--- START RECORDED DATA ---

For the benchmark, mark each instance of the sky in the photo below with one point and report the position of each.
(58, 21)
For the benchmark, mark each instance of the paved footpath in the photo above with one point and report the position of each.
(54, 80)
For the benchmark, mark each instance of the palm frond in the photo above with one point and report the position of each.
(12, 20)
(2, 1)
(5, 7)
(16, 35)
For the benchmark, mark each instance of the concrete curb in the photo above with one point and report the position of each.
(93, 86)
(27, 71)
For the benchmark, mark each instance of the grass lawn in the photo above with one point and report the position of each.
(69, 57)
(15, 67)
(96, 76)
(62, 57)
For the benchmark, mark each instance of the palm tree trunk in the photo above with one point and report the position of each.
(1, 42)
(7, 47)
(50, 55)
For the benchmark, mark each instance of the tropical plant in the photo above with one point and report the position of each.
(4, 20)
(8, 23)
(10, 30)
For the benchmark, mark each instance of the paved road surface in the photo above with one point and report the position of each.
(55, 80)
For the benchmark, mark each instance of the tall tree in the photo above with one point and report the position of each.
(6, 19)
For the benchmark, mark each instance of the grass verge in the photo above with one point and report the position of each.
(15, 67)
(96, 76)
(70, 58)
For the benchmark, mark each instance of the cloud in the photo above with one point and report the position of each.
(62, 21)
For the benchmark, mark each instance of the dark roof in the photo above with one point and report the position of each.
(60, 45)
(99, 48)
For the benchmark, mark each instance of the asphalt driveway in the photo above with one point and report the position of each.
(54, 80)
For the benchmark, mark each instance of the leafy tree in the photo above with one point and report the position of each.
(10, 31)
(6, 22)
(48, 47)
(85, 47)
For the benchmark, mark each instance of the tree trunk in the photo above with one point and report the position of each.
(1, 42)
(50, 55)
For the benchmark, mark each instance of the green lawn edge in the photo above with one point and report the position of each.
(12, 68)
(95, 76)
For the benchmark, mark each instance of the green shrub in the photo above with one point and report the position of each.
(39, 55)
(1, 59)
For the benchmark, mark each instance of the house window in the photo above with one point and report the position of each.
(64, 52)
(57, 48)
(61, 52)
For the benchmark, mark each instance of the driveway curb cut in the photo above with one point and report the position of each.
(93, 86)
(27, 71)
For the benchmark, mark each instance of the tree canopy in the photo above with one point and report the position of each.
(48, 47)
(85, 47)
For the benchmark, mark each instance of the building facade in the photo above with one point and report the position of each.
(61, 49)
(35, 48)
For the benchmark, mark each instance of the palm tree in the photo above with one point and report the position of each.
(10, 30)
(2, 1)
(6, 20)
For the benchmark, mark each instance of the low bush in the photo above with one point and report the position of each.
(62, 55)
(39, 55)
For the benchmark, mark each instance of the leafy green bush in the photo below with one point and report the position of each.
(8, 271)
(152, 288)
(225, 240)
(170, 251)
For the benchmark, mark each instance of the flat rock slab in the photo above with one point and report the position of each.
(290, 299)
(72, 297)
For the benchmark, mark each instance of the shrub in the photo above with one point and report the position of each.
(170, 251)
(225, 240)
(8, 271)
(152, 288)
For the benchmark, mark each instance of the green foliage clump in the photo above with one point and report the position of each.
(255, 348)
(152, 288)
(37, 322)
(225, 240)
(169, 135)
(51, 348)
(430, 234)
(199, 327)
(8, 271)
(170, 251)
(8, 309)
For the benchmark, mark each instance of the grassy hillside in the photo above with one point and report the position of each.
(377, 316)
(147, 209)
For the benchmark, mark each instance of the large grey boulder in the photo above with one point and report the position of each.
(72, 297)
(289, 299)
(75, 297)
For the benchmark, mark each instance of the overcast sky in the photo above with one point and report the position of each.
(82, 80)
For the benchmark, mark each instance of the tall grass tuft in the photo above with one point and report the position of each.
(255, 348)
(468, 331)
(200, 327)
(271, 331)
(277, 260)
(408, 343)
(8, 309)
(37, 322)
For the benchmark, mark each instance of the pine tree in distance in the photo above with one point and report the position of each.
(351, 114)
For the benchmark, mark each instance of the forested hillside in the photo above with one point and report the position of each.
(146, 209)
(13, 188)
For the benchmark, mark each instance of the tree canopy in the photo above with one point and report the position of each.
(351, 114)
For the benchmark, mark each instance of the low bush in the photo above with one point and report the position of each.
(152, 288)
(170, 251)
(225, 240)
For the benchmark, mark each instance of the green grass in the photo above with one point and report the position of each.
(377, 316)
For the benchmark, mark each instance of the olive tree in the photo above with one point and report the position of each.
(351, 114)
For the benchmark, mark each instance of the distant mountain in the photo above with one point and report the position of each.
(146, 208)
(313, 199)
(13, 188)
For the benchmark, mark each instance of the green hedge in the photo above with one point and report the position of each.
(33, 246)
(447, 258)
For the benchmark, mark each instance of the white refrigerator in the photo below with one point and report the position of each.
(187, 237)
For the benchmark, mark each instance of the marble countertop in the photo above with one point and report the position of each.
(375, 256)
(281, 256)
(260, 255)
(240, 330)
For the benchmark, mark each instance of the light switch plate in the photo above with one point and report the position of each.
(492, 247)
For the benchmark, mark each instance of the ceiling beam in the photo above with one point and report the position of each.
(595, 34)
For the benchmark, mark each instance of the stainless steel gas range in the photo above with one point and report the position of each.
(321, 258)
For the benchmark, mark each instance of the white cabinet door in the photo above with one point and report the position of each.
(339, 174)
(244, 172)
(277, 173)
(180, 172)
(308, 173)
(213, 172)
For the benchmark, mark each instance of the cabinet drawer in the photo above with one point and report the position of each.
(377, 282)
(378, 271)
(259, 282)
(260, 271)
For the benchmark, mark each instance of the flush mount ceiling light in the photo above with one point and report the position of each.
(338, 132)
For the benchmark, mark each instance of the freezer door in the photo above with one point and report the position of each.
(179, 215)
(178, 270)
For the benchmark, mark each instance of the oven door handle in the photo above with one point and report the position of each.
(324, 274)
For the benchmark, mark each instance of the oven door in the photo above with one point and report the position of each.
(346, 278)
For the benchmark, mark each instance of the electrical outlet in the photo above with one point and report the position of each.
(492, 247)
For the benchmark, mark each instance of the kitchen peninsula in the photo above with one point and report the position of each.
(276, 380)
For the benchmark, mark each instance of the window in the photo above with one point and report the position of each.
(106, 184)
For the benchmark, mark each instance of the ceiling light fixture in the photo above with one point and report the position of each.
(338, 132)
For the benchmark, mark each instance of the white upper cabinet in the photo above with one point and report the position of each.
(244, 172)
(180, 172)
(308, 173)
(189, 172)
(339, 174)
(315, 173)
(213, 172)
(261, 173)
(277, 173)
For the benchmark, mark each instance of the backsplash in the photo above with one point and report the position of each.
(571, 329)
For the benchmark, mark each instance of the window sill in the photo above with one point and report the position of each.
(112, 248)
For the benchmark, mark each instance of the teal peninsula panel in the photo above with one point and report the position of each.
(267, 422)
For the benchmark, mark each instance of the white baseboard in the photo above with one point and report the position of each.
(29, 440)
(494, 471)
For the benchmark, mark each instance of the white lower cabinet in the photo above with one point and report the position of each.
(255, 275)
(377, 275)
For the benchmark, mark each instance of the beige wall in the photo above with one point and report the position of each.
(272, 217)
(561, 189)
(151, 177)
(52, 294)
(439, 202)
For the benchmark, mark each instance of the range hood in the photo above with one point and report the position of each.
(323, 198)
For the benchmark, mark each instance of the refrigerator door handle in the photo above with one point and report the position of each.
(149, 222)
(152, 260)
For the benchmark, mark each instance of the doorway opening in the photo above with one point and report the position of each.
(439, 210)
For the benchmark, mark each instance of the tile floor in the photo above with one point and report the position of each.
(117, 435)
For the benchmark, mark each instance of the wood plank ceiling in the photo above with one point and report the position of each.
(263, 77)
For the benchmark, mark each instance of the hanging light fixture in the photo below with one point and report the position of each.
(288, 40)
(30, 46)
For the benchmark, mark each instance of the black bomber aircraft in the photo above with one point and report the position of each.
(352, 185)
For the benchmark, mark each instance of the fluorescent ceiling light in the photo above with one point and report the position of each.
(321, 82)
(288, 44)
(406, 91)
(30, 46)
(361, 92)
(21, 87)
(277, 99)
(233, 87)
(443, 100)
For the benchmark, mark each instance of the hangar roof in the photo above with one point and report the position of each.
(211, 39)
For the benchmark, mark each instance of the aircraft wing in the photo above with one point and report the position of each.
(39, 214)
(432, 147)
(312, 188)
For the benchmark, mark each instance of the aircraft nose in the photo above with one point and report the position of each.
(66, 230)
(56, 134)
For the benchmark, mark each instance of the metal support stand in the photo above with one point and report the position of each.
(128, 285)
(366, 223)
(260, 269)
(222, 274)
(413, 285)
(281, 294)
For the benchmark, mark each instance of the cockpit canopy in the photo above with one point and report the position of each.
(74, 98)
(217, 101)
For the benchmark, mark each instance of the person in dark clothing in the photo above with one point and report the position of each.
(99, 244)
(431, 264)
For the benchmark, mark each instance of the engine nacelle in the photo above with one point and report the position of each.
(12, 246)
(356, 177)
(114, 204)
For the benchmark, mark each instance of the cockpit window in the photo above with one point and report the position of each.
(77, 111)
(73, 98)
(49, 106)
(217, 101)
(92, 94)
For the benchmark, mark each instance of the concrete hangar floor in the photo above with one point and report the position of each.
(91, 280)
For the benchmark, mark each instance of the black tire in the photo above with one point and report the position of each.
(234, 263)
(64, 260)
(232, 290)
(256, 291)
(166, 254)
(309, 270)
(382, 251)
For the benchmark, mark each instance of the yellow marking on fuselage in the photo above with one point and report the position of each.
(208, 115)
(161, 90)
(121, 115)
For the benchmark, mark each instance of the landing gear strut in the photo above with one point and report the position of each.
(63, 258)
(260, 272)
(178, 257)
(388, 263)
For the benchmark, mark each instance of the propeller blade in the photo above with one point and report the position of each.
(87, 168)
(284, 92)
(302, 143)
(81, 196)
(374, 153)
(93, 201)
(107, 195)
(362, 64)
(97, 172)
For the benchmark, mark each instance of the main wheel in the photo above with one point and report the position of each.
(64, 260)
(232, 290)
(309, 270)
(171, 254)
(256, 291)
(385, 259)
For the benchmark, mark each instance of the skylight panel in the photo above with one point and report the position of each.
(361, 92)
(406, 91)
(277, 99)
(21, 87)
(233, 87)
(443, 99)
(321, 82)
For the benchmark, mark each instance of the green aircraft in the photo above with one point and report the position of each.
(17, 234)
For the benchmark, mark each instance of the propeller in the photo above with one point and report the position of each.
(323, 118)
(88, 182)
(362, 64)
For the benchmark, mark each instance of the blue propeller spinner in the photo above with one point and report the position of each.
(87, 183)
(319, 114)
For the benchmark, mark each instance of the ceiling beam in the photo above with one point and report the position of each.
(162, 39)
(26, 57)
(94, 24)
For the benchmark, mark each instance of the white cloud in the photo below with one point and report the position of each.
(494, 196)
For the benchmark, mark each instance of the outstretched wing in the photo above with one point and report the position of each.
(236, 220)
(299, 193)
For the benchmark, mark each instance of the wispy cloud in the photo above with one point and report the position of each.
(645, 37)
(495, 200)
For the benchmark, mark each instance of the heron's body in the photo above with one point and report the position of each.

--- END RECORDED DATA ---

Retype, exactly and only, the lines running from the one with "For the benchmark, mark each instance of the propeller in" through the final line of the listing above.

» WRITTEN REPLY
For the benchmark, mark each instance of the propeller in the photo above with one point and report the position of each.
(323, 118)
(88, 182)
(362, 64)
For the benchmark, mark each instance of the blue propeller spinner in the photo above with one point and report the position of each.
(87, 183)
(319, 114)
For the benchmark, mark each instance of the ceiling beam in the photo above with one point and report the position of each.
(162, 39)
(26, 57)
(94, 24)
For the benchmark, mark each instance of the white cloud in the photo below with one point and report the position of each.
(494, 196)
For the benchmark, mark each instance of the outstretched wing in the photo above with one point and report the position of each.
(236, 220)
(299, 193)
For the benchmark, mark each instance of the wispy cloud in the photo above with one point and report the position of each.
(645, 37)
(495, 200)
For the benchmark, mark each instance of the heron's body in the photo above with one point and report the position of each.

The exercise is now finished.